Data section ->
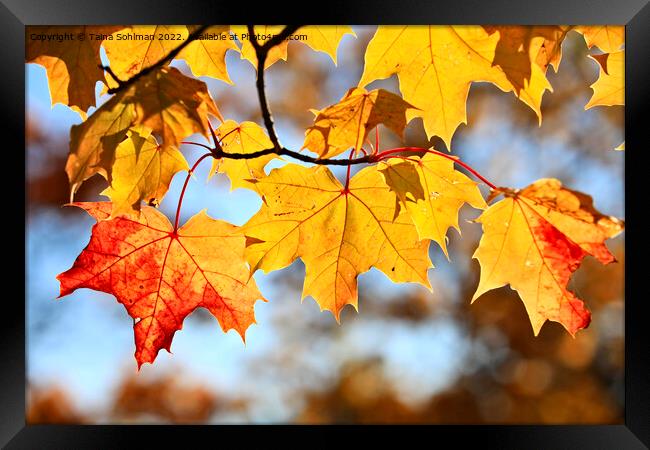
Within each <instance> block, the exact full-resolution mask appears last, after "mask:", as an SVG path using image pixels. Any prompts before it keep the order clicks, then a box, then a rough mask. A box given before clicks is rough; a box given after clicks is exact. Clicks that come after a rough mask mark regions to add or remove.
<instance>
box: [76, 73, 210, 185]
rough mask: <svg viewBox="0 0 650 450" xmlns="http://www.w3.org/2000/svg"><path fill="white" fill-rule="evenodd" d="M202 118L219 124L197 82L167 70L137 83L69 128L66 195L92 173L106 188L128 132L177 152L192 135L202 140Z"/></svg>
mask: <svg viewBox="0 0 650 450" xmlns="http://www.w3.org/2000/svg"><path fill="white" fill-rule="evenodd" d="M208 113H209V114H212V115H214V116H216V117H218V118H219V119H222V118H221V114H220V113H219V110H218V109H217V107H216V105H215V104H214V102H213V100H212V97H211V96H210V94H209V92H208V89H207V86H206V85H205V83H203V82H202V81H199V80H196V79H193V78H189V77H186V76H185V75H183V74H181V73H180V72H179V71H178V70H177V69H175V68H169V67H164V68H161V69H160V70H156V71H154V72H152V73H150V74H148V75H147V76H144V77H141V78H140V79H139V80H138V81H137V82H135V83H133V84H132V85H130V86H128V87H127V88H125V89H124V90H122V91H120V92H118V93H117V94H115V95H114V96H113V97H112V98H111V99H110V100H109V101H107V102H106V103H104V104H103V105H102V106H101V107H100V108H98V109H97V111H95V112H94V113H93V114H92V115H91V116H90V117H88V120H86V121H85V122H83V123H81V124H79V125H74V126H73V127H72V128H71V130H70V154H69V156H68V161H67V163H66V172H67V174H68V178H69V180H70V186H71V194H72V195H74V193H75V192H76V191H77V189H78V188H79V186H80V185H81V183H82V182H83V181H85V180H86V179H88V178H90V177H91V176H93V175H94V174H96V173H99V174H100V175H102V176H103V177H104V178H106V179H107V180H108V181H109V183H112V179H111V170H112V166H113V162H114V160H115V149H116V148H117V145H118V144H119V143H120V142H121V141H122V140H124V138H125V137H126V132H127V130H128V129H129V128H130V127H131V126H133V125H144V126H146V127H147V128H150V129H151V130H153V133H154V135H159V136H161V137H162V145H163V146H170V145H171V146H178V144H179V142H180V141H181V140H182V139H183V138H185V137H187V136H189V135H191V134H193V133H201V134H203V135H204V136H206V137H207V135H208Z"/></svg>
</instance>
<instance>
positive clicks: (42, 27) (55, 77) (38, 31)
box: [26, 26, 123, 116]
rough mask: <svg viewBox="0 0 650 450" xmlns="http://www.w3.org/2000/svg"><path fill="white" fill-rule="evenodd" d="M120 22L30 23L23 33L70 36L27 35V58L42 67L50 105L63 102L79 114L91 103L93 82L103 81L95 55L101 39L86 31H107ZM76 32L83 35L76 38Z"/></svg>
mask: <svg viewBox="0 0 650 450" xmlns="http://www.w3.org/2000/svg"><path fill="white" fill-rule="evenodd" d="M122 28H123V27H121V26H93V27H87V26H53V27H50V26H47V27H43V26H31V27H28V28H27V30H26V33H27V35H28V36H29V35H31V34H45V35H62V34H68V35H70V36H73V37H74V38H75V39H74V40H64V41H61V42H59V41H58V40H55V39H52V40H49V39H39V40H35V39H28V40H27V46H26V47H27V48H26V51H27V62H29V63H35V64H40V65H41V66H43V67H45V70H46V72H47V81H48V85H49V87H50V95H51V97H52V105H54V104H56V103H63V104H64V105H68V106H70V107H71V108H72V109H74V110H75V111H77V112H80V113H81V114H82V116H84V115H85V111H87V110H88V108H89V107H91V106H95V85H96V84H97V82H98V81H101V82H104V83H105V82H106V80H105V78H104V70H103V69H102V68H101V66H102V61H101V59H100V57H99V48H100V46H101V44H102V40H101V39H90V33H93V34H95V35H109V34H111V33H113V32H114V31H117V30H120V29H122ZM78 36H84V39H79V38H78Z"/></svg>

Work to be completed -> Copy out every line of the records above word for word, leaving out the pictures.

Response to this task ->
Within each <instance> block, the exact full-resolution mask appears last, after "mask:", as an SVG path using image pixels. Any prompts before it keep the order clicks, then a box, then a rough mask. A box given before clicks is rough; a box given after clicks is exact. Clicks that come after a rough mask mark regions to add or remove.
<instance>
box: [76, 73, 210, 185]
rough mask: <svg viewBox="0 0 650 450" xmlns="http://www.w3.org/2000/svg"><path fill="white" fill-rule="evenodd" d="M202 118L219 124L197 82L167 70L137 83L69 128L66 195L92 173L106 188L128 132L177 152L192 135L202 140Z"/></svg>
mask: <svg viewBox="0 0 650 450" xmlns="http://www.w3.org/2000/svg"><path fill="white" fill-rule="evenodd" d="M208 113H209V114H212V115H214V116H216V117H218V118H219V119H222V118H221V114H220V113H219V110H218V109H217V107H216V105H215V104H214V102H213V100H212V97H211V96H210V94H209V92H208V89H207V86H206V85H205V83H203V82H202V81H199V80H196V79H193V78H189V77H186V76H185V75H183V74H181V73H180V72H179V71H178V70H177V69H175V68H169V67H164V68H161V69H160V70H156V71H154V72H152V73H150V74H148V75H147V76H144V77H141V78H140V79H139V80H138V81H137V82H135V83H133V84H132V85H130V86H128V87H127V88H125V89H124V90H122V91H120V92H118V93H117V94H115V95H114V96H113V97H112V98H111V99H110V100H109V101H107V102H106V103H104V104H103V105H102V106H101V107H100V108H98V109H97V111H95V112H94V113H93V114H92V115H91V116H90V117H88V120H86V121H85V122H83V123H81V124H79V125H74V126H73V127H72V128H71V130H70V154H69V156H68V161H67V163H66V172H67V174H68V178H69V180H70V186H71V194H72V195H74V193H75V192H76V191H77V189H78V188H79V186H80V185H81V183H82V182H83V181H85V180H86V179H88V178H90V177H91V176H93V175H94V174H96V173H99V174H100V175H102V176H103V177H104V178H106V179H107V180H108V181H109V183H112V179H111V170H112V166H113V162H114V160H115V149H116V148H117V145H118V144H119V143H120V142H121V141H122V140H124V138H125V137H126V132H127V130H128V129H129V128H130V127H131V126H133V125H144V126H146V127H147V128H150V129H151V130H153V133H154V135H159V136H161V137H162V145H163V146H170V145H171V146H178V144H179V142H180V141H181V140H182V139H183V138H185V137H187V136H189V135H191V134H193V133H201V134H203V135H204V136H206V137H207V135H208Z"/></svg>
</instance>
<instance>
positive clicks: (42, 27) (55, 77) (38, 31)
box: [26, 26, 123, 116]
rough mask: <svg viewBox="0 0 650 450" xmlns="http://www.w3.org/2000/svg"><path fill="white" fill-rule="evenodd" d="M120 22L30 23L23 33L70 36L27 35V58L42 67L50 105L63 102L79 114L91 103L93 82L103 81L95 55L101 39L86 31H107ZM76 32L83 35L76 38Z"/></svg>
mask: <svg viewBox="0 0 650 450" xmlns="http://www.w3.org/2000/svg"><path fill="white" fill-rule="evenodd" d="M122 28H123V27H121V26H93V27H87V26H53V27H50V26H47V27H43V26H31V27H28V28H27V30H26V33H27V35H28V36H29V35H31V34H45V35H62V34H68V35H70V36H73V37H74V38H75V39H74V40H64V41H61V42H59V41H58V40H55V39H52V40H49V39H39V40H35V39H28V40H27V46H26V47H27V48H26V51H27V62H29V63H35V64H40V65H41V66H43V67H45V70H46V72H47V81H48V85H49V87H50V95H51V97H52V105H54V104H56V103H63V104H64V105H68V106H70V107H71V108H72V109H74V110H75V111H77V112H80V113H81V114H82V116H84V115H85V111H87V110H88V108H89V107H91V106H95V85H96V84H97V82H98V81H101V82H104V83H105V82H106V80H105V78H104V70H103V69H102V68H101V66H102V61H101V59H100V57H99V48H100V46H101V44H102V40H101V39H90V33H93V34H95V35H109V34H111V33H113V32H114V31H117V30H120V29H122ZM78 36H84V39H79V38H78Z"/></svg>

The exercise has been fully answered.